Watch Out For Bacteria In Your Car A/C System

Because of the dark and moisture-rich environment, bacteria in car A/C can become a problem. Below are some common signs of bacterial growth and what you can do to remove bacteria from your car A/C.

Unpleasant Odor

This is probably the first and most obnoxious sign that something is wrong. The smell is both off-putting and can be a source of embarrassment if you are carpooling. It results from airflow which passes through the evaporator that picks up bacterial particles prior to entering your car’s cabin via the A/C vents. Whenever the A/C is turned on, the unpleasant smell will begin circulating.

A Suffocating Sensation

Aside from the bad smell, both you and other passengers may find it difficult to breathe. This suffocating sensation is the result of mold growth within your air conditioning unit. Mold is notorious for causing breathing issues, particularly for pregnant women and those that already have allergies or asthma.

The Air Blowing from The Vents is No Longer Cold

If you notice that the air blowing out of the vents is not as cold as it should be, it might mean that the air conditioning is low on refrigerant, or it could be that your air filter has become dirty and needs to be cleaned. If dirt is allowed to accumulate within an air filter, this can result in mold particularly if moisture is present. Once the filter becomes saturated or obstructed, it will diminish the cold air that you receive from the vents.

How to Remove Bacteria from Your Vehicle’s Air Conditioning

There are a number of things you’ll want to do to remove bacteria from your vehicle’s A/C system, which include:

  • Apply antibacterial solution: There are products on the market which are designed to eradicate any bacteria which is present in your car. The solution will need to sit for about thirty to sixty minutes after application and you should avoid sitting in or driving the vehicle while the solution does its work.
  • Clean or change your air filter: You’ll want to start by attempting to clean your air filter, but if that doesn’t work the filter should be completely replaced. Consider having a filter change every two years.
  • Cleanse the vents: In addition to the air filter, the vents themselves should be cleaned. This can be accomplished with an unused cloth that has been soaked in vinegar, and baking soda can also be used as an alternative. Wipe the vents thoroughly to remove all the bacteria and grime.

What Happens If You Don’t Remove The Bacteria?

If you choose to ignore the problem, you can expect it to worsen. You might experience drowsiness or headaches, a runny or stuffy nose, and various allergic reactions like coughing or sneezing. However, a more serious issue is bacterial infections which can manifest themselves with fever, itchy skin, and even dire respiratory issues like pneumonia. As you can see, bacteria growth within your vehicle’s A/C system is not something that should be taken lightly.
* * *
### [PROBLEM 1]
Answer these questions about the car A/C bacteria article:
(a) How long does the antibacterial solution need to sit after application?
(b) How often does the article suggest having a filter change?
(c) What causes the suffocating sensation?
### [PROBLEM 2]
Please echo the car A/C bacteria article word for word, everything from "If you choose" down to "be taken lightly.".
The data entries have nothing to do with what follows.

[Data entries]
* * *
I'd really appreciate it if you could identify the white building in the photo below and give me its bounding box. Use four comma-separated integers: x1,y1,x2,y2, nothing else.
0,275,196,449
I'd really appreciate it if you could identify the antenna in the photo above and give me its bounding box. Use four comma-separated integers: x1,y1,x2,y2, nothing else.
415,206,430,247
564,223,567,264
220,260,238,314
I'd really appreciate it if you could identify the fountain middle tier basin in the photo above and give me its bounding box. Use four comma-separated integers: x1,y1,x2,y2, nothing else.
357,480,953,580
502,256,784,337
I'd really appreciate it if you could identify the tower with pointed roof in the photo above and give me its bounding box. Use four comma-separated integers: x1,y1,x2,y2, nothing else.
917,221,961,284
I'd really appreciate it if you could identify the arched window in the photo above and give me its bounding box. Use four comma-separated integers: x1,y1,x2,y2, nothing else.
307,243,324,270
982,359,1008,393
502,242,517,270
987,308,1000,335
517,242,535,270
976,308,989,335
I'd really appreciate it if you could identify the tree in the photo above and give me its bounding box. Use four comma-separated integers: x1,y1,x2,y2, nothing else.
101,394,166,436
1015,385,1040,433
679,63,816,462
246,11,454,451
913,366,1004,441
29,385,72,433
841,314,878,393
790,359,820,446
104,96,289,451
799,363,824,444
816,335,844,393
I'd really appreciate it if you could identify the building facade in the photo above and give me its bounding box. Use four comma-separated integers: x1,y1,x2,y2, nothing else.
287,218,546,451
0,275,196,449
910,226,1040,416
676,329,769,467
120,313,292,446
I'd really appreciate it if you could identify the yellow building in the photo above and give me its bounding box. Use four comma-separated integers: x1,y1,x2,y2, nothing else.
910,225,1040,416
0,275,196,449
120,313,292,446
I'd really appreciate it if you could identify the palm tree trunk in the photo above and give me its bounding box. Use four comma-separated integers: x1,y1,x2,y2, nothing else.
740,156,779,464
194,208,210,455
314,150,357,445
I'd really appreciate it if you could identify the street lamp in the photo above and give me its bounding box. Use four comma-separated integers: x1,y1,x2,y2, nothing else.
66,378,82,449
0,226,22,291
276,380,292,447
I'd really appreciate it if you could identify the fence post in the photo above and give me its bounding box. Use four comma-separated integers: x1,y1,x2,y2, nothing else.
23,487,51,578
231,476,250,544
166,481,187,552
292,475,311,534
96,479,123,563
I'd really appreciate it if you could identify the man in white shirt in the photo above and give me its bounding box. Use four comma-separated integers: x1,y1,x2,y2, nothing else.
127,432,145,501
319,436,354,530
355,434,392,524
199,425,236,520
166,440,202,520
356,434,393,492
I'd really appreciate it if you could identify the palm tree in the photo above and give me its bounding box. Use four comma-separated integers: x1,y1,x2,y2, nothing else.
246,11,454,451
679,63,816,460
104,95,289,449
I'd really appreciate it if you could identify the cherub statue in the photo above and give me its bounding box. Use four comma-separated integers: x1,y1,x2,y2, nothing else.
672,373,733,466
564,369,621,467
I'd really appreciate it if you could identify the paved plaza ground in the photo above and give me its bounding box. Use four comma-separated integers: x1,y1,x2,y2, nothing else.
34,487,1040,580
* * *
### [ANSWER AREA 1]
(a) About thirty to sixty minutes.
(b) Every two years.
(c) Mold growth within the air conditioning unit.

### [ANSWER AREA 2]
If you choose to ignore the problem, you can expect it to worsen. You might experience drowsiness or headaches, a runny or stuffy nose, and various allergic reactions like coughing or sneezing. However, a more serious issue is bacterial infections which can manifest themselves with fever, itchy skin, and even dire respiratory issues like pneumonia. As you can see, bacteria growth within your vehicle’s A/C system is not something that should be taken lightly.